WHAT NEEDS TO BE DONE -
Please restate, word for word, the lines below that begin at the one with "Query: white quartz countertop" and end at the one with "Query: dark bowl on shelf". Leave out all other lines.

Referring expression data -
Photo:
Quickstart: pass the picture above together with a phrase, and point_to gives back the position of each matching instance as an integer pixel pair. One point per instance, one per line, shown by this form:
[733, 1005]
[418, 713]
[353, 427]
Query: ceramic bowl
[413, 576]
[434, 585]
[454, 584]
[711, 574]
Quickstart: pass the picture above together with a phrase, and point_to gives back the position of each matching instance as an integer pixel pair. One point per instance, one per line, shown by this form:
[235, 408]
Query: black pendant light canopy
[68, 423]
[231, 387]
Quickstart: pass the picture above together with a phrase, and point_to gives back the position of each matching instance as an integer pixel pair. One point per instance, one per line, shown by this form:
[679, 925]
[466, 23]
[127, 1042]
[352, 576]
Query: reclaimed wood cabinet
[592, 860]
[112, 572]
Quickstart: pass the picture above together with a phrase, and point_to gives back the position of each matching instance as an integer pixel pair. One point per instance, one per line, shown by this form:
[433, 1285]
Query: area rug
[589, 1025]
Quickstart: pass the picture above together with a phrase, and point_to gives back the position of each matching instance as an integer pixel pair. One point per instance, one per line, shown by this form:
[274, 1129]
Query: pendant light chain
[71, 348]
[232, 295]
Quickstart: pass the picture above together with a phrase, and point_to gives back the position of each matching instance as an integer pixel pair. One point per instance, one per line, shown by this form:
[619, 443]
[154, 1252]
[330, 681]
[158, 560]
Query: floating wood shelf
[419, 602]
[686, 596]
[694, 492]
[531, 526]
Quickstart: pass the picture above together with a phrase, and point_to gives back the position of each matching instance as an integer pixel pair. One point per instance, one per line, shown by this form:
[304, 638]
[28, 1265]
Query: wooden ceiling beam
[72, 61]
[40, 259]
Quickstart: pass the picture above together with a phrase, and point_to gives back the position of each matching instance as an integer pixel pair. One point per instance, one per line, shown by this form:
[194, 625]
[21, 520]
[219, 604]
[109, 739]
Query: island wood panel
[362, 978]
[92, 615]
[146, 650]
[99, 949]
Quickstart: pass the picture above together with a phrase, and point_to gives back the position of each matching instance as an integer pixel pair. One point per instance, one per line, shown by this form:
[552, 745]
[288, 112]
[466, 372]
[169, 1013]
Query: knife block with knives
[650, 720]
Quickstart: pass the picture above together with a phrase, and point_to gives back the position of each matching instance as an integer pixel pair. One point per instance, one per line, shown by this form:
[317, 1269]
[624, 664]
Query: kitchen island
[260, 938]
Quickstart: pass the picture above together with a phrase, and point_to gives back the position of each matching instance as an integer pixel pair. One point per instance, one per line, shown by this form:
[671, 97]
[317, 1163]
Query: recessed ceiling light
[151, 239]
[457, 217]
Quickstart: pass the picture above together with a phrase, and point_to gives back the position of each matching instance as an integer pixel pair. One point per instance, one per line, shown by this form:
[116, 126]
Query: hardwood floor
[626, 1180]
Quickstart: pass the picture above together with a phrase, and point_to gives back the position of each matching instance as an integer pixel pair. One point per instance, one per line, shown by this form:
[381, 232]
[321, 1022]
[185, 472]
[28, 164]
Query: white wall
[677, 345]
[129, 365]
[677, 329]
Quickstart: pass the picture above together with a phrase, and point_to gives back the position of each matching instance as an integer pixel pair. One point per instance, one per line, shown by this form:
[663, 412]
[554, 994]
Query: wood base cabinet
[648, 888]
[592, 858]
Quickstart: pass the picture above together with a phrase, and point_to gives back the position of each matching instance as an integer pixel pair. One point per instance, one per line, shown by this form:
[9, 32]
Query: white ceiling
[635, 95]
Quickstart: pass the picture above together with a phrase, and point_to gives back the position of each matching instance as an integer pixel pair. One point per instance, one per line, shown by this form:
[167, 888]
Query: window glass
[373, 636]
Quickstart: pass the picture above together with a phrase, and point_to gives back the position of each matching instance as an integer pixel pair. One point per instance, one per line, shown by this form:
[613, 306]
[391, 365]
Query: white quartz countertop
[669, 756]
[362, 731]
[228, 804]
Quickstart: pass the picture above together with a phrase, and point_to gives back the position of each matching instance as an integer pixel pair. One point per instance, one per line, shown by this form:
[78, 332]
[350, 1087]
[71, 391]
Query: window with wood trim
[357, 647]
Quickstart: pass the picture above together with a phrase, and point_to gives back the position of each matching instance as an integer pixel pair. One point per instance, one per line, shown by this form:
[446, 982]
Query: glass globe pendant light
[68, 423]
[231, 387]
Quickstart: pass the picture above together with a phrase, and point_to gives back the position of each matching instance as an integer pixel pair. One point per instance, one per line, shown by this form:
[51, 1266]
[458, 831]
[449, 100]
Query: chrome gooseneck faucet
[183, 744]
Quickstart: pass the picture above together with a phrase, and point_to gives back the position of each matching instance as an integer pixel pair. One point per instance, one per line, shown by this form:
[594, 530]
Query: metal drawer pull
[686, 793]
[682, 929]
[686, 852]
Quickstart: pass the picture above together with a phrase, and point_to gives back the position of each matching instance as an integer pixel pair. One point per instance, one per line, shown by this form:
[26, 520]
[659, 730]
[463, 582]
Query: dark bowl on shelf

---

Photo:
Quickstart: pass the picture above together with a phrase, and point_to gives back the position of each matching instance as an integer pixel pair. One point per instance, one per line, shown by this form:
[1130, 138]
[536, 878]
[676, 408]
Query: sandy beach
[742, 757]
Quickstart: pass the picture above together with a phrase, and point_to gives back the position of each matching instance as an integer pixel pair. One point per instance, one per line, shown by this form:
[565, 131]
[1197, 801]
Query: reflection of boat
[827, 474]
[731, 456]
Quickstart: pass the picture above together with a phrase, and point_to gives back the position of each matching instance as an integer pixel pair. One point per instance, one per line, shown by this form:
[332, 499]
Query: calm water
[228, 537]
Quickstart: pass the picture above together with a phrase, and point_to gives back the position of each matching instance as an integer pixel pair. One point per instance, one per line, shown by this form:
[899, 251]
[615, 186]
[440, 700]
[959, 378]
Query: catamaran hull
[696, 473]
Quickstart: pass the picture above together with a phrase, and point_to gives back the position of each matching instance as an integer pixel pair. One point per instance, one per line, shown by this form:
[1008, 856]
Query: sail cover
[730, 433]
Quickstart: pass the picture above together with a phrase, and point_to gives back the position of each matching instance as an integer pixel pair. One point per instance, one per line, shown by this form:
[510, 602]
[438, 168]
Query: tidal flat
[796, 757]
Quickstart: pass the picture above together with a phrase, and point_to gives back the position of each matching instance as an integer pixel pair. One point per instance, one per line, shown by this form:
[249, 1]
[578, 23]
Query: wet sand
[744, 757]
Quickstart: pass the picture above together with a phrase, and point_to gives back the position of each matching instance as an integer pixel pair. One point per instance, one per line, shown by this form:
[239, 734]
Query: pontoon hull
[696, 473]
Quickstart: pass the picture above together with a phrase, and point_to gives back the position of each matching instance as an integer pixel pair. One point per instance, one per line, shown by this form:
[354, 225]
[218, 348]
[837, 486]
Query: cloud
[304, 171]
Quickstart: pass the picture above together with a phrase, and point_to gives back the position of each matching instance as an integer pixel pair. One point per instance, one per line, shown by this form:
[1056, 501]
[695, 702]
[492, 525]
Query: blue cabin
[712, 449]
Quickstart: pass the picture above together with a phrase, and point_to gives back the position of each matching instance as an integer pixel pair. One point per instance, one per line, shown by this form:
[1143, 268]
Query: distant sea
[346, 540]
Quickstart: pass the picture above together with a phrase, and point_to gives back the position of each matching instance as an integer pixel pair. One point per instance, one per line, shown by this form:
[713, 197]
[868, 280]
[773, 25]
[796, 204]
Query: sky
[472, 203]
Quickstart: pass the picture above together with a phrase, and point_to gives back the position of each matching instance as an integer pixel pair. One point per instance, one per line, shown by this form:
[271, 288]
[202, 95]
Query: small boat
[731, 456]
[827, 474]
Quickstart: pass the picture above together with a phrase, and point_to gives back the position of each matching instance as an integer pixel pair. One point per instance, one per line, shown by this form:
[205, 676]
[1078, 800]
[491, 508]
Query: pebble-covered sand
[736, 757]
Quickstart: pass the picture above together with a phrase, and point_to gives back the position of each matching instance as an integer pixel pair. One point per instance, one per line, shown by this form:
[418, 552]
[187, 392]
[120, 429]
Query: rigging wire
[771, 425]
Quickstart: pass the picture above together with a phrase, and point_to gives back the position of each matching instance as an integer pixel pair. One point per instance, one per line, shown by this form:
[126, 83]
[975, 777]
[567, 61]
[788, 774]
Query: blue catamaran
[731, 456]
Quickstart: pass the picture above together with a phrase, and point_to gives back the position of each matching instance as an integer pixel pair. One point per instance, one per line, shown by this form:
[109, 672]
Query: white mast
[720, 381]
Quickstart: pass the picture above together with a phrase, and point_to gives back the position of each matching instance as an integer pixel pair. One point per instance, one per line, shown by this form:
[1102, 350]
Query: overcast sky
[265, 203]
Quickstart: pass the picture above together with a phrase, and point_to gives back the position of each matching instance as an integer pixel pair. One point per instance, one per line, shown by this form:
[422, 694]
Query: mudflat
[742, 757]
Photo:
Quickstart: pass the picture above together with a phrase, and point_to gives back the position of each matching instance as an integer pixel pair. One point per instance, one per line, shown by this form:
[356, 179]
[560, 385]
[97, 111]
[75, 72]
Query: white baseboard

ANSWER AREA -
Query: white quartz countertop
[669, 756]
[362, 731]
[228, 804]
Quickstart: pass the picture above together with a phrase, and point_to gives back the position of each matching instance as an integer pixel pair. One point per instance, one per line, shown by this form:
[78, 332]
[350, 1087]
[71, 391]
Query: window with wood trim
[357, 647]
Quickstart: pass the picture above together with a phrase, and point_to gives back the position of each matching instance as an integer pixel pair. One point per instance, one per line, shown by this form:
[446, 982]
Query: glass globe pendant light
[68, 423]
[231, 387]
Quickstart: pass the picture above together with a phrase, and point_to gives back the position of each matching instance as an integer pixel pair. One point per instance, one per line, shown by this form:
[51, 1266]
[458, 831]
[449, 100]
Query: chrome gooseneck faucet
[183, 744]
Quickstart: pass the picture above together with a phrase, and point_to gives back the position of each matching instance as an integer pixel pair. One point per instance, one per line, shown by this form:
[594, 530]
Query: metal drawer pull
[686, 793]
[682, 929]
[686, 852]
Quickstart: pass the picture above together with a phrase, and point_to gives back the position of each matching instance as an integer pixel pair. One point per instance, one per line, shown by this form:
[26, 520]
[659, 730]
[463, 582]
Query: dark bowl on shelf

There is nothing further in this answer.